* Task instructions
Give back the entire listing verbatim.
****************************************
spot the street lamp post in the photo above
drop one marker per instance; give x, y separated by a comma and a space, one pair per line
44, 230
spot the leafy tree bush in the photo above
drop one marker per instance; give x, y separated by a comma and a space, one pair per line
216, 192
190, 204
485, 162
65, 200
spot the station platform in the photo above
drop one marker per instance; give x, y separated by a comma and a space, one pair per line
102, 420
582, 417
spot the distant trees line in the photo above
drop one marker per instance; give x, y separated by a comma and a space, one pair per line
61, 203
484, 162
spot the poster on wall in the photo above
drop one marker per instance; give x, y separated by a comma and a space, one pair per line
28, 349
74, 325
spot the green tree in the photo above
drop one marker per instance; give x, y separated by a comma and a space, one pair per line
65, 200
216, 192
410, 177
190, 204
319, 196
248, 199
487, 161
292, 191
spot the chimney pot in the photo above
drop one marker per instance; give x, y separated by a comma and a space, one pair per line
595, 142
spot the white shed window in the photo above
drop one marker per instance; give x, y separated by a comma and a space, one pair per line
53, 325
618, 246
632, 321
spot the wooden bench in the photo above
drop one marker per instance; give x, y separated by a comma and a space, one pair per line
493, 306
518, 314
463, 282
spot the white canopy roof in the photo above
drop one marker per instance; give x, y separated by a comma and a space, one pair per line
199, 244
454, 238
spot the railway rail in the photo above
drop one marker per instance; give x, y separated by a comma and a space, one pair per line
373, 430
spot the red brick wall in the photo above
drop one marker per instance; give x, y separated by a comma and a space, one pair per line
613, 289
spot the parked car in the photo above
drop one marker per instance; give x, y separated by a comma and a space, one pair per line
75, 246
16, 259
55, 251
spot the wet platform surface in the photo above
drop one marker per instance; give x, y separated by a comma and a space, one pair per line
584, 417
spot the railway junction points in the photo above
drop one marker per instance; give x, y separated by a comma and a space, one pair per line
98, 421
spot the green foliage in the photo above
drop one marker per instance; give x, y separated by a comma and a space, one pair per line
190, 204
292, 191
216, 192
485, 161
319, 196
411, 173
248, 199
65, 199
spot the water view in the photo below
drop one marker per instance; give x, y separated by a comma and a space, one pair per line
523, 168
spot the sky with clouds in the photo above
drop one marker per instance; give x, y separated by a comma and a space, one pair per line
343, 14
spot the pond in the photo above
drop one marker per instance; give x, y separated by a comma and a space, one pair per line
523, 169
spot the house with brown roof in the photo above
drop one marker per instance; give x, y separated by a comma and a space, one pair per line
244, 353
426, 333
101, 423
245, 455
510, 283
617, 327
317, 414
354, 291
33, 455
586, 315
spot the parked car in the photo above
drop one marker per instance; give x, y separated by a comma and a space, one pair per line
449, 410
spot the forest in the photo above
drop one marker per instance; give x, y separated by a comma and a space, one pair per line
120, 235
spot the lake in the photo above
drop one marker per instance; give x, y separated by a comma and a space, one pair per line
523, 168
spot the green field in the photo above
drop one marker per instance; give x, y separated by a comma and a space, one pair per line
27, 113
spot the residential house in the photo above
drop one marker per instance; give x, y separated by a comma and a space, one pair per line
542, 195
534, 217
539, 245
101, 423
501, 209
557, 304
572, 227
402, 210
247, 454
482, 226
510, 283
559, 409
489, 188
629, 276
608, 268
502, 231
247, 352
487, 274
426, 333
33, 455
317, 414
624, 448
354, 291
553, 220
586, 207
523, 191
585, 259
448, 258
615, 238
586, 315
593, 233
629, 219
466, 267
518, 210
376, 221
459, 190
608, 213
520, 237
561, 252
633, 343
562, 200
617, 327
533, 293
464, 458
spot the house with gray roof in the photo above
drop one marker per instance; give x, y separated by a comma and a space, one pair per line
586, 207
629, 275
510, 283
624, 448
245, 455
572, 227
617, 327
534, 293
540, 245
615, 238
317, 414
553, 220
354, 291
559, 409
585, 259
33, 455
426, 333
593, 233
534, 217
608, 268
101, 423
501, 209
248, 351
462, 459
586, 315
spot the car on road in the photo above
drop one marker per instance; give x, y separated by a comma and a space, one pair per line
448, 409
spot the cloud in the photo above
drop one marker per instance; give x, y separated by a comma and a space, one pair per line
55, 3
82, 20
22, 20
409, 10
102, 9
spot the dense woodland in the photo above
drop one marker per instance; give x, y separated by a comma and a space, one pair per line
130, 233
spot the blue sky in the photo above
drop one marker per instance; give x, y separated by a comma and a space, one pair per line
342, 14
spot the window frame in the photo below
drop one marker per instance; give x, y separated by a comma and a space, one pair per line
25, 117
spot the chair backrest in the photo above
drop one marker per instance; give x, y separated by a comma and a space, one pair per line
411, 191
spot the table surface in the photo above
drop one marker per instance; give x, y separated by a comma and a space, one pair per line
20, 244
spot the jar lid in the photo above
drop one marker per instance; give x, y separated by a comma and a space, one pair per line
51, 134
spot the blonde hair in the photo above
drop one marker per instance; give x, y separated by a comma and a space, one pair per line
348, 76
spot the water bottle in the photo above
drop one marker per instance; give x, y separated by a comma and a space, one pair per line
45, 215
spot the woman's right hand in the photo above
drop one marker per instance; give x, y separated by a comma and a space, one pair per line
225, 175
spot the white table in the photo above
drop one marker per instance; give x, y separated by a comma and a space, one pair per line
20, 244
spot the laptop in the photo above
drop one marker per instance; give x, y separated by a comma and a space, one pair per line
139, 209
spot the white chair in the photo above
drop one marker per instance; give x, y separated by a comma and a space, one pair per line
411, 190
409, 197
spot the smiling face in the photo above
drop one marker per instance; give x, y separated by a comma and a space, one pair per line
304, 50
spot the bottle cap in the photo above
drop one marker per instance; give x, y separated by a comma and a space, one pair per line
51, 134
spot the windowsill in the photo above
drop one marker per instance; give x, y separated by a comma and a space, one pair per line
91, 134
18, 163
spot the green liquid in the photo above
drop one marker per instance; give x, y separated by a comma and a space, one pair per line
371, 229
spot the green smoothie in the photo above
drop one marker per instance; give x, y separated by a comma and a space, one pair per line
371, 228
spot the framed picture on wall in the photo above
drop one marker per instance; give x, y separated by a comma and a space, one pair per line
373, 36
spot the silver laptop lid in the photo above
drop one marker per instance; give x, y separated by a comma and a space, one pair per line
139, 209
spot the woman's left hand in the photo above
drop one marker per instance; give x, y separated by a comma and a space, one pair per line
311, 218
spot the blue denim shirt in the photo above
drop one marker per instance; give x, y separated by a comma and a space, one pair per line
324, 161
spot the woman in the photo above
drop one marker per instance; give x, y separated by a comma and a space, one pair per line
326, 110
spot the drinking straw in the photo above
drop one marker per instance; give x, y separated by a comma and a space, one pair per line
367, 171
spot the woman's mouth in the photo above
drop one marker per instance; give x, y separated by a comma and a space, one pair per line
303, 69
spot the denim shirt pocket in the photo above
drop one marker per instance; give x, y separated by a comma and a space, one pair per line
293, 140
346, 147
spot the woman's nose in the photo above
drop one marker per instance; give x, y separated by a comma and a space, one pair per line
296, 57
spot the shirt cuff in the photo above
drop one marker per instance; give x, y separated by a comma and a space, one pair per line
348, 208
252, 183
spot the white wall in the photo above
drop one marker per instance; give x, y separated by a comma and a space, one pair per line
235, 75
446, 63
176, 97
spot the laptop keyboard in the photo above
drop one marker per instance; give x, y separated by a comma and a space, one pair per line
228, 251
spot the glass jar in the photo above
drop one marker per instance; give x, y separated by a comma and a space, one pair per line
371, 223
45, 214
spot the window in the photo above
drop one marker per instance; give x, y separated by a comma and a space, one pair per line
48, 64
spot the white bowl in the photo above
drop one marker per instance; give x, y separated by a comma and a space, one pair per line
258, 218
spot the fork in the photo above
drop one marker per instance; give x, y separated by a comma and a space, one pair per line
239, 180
****************************************
* Solution below
spot the street lamp post in the photo above
drop one marker per instance; give x, y separated by a comma and a space, one pair per line
44, 230
spot the leafy tree bush in the photo above
drop one marker per instance; give x, y separated by a comma and a space, one pair per line
216, 192
190, 204
485, 162
65, 200
spot the station platform in the photo above
drop one marker per instance; give x, y separated by a comma and a space, one pair per line
102, 420
582, 417
spot the distant trees line in the photo above
drop one marker per instance; give x, y separated by a comma and a space, one pair per line
61, 203
484, 162
spot the poster on wall in the photo above
drop one marker per instance; give x, y separated by a comma and a space, one pair per line
28, 349
74, 325
spot the green tree in the photo above
drop one marker per instance; give x, y separated by a comma and a space, one pair per line
65, 200
216, 192
410, 177
190, 204
319, 196
248, 199
487, 161
292, 191
spot the chimney pot in the photo above
drop one marker per instance; give x, y separated by a comma and a space, one pair per line
595, 142
spot the white shed window in the photo above
drop one marker per instance; give x, y separated by a comma and a space, one pair per line
53, 325
618, 246
632, 321
spot the wooden bench in the photo above
drop one marker per instance; give x, y separated by a comma and a space, one pair per line
493, 306
518, 314
463, 282
spot the white canopy roof in the photo above
drop one marker per instance; give x, y separated by a comma and a space, one pair per line
199, 244
454, 238
spot the railway rail in the photo above
drop one marker per instance; give x, y separated by a comma and a space, one pair per line
373, 430
spot the red brick wall in the photo above
drop one marker per instance; give x, y separated by a comma and a space, one pair per line
613, 289
spot the parked car in the photo above
drop one marker per instance; give x, y separated by a comma and a space, one pair per line
75, 246
16, 259
55, 251
spot the wet platform surface in the photo above
drop one marker per instance; give x, y separated by a comma and a space, one pair per line
584, 417
spot the railway junction points in the photo above
drop one marker per instance; give x, y separated by a comma and a space, one pair per line
98, 421
spot the green foliage in the photo above
drop one marker per instance; give x, y separated by a comma and a space, one pair per line
190, 204
292, 191
216, 192
485, 161
319, 196
411, 173
248, 199
65, 199
spot the water view in the photo below
drop one marker per instance; give x, y separated by a comma and a space, one pair per line
523, 168
spot the sky with clouds in the photo above
drop one marker per instance; give x, y separated by a comma and a space, one pair per line
343, 14
spot the pond in the photo above
drop one marker per instance; give x, y separated by a comma and a space, one pair per line
523, 169
spot the house with brown roof in the photo above
drop one marker per instance; give x, y separated by a comma and a space, one pair per line
244, 353
426, 333
101, 423
245, 455
510, 283
617, 327
317, 414
354, 291
33, 455
586, 315
spot the parked car in the photo above
drop one marker per instance; give x, y separated by a comma and a space, one pair per line
449, 410
spot the forest in the photo above
drop one marker per instance; give x, y separated by a comma and a space, one pair per line
120, 235
spot the lake in the photo above
drop one marker per instance; give x, y separated by a comma and a space, one pair per line
523, 168
spot the green field in the photo above
drop one marker per instance; give x, y separated by a comma and a space, one pair per line
27, 113
spot the residential house in the photo above
drop one marker per instance; give x, y separated by a comma and a space, one pair per line
542, 195
534, 217
539, 245
101, 423
501, 209
557, 304
572, 227
402, 210
247, 454
482, 226
510, 283
559, 409
489, 188
629, 276
608, 268
502, 231
247, 352
487, 274
426, 333
33, 455
317, 414
624, 448
354, 291
553, 220
586, 207
523, 191
585, 259
448, 258
615, 238
586, 315
593, 233
629, 219
466, 267
518, 210
376, 221
459, 190
608, 213
520, 237
561, 252
633, 343
562, 200
617, 327
533, 293
464, 458
spot the house with gray roof in the photo above
drop one marker per instance; give x, y separated by a comma and a space, one pair per line
586, 207
629, 275
510, 283
624, 448
245, 455
572, 227
617, 327
534, 293
540, 245
615, 238
317, 414
553, 220
354, 291
559, 409
585, 259
33, 455
426, 333
593, 233
534, 217
608, 268
101, 423
501, 209
248, 351
462, 459
586, 315
spot the car on road in the photo above
drop one marker per instance; give x, y separated by a comma and a space, one pair per line
448, 409
spot the cloud in the photo above
drop one marker per instance; give x, y separated by a comma and a space, one pair per line
55, 3
82, 20
22, 20
409, 10
102, 9
spot the dense woodland in the photo above
drop one marker per instance; give x, y separated by a comma and a space, one pair per line
130, 233
spot the blue sky in the photo above
drop one marker per instance; give x, y separated by a comma and a space, one pair per line
342, 14
spot the window frame in the photo below
drop one marker per instance; give x, y separated by a comma and a space, one pair per line
25, 117
spot the chair backrest in the photo above
drop one marker per instance; give x, y separated by a comma and a space, one pair per line
411, 191
spot the table surface in the photo above
drop one marker per instance; give x, y separated by a comma and a space, one pair per line
20, 244
spot the jar lid in the photo above
drop one marker per instance; give x, y separated by a comma and a space, one pair per line
51, 134
spot the blonde hair in the photo above
drop one marker per instance; give x, y separated by a comma and a space, one pair per line
348, 76
spot the water bottle in the photo above
drop one marker per instance; give x, y separated by a comma and a space, one pair per line
45, 215
spot the woman's right hand in the photo above
drop one marker per instance; give x, y separated by a comma and a space, one pair per line
225, 175
spot the white table in the photo above
drop one marker per instance; give x, y separated by a comma and a space, one pair per line
20, 244
spot the laptop in the photo above
drop one marker per instance; give x, y separated by a comma and a space, one pair per line
139, 209
spot the white chair in the photo above
drop one marker per instance; give x, y separated by a comma and a space, one pair per line
411, 190
409, 197
spot the smiling face in the photo above
drop one marker per instance; give x, y separated by a comma and a space, one pair per line
304, 50
spot the bottle cap in the photo above
drop one marker per instance; give x, y separated by a comma and a space, one pair per line
51, 134
spot the windowsill in the photo above
drop one marker per instance; give x, y separated by a comma and a space, one pair per line
91, 134
18, 163
spot the green liquid in the photo above
drop one marker per instance; give x, y separated by a comma and a space, one pair per line
371, 229
spot the green smoothie in the photo above
drop one marker per instance; give x, y separated by a comma and a space, one pair per line
371, 228
spot the framed picture on wall in the photo above
drop one marker per instance; give x, y separated by a comma and a space, one pair per line
373, 36
spot the silver laptop lid in the photo above
drop one marker per instance; give x, y separated by a comma and a space, one pair per line
139, 209
spot the woman's left hand in the photo above
drop one marker per instance; give x, y separated by a comma and a space, one pair per line
311, 218
spot the blue denim shirt in the photo above
drop one marker per instance; give x, y separated by a comma and a space, one pair per line
324, 161
spot the woman in the photo above
drop one marker per instance; give x, y separated by a comma and a space, one pair per line
326, 110
spot the drinking straw in the photo above
drop one marker per instance; give x, y separated by a comma and a space, one pair per line
367, 171
spot the woman's mouth in the photo above
drop one marker per instance; give x, y separated by a comma and a space, one pair per line
303, 69
spot the denim shirt pocket in the photo above
drop one marker per instance; give x, y separated by a comma and a space, one pair per line
293, 140
346, 147
spot the woman's nose in the photo above
drop one marker per instance; give x, y separated by a comma and a space, one pair per line
296, 57
spot the shirt cuff in the photo above
drop one marker per instance; give x, y separated by a comma and a space, one pair per line
348, 208
252, 183
spot the white wall in the photo above
drop one marker per instance; give x, y separated by a comma and a space, one pair per line
235, 75
446, 63
176, 97
spot the laptop keyboard in the photo above
drop one marker per instance; give x, y separated by a comma and a space, one pair per line
228, 251
spot the glass jar in the photo above
drop one marker per instance; give x, y separated by a comma and a space, one pair per line
371, 223
45, 214
spot the window in the photo above
drop one marker per instance; give x, y separated by a comma and a space, one pair per line
48, 64
spot the white bowl in the photo above
drop one marker per instance; give x, y separated by a comma and a space, one pair per line
258, 218
spot the fork in the photo above
drop one marker per instance; give x, y separated by a comma and a space, one pair per line
239, 180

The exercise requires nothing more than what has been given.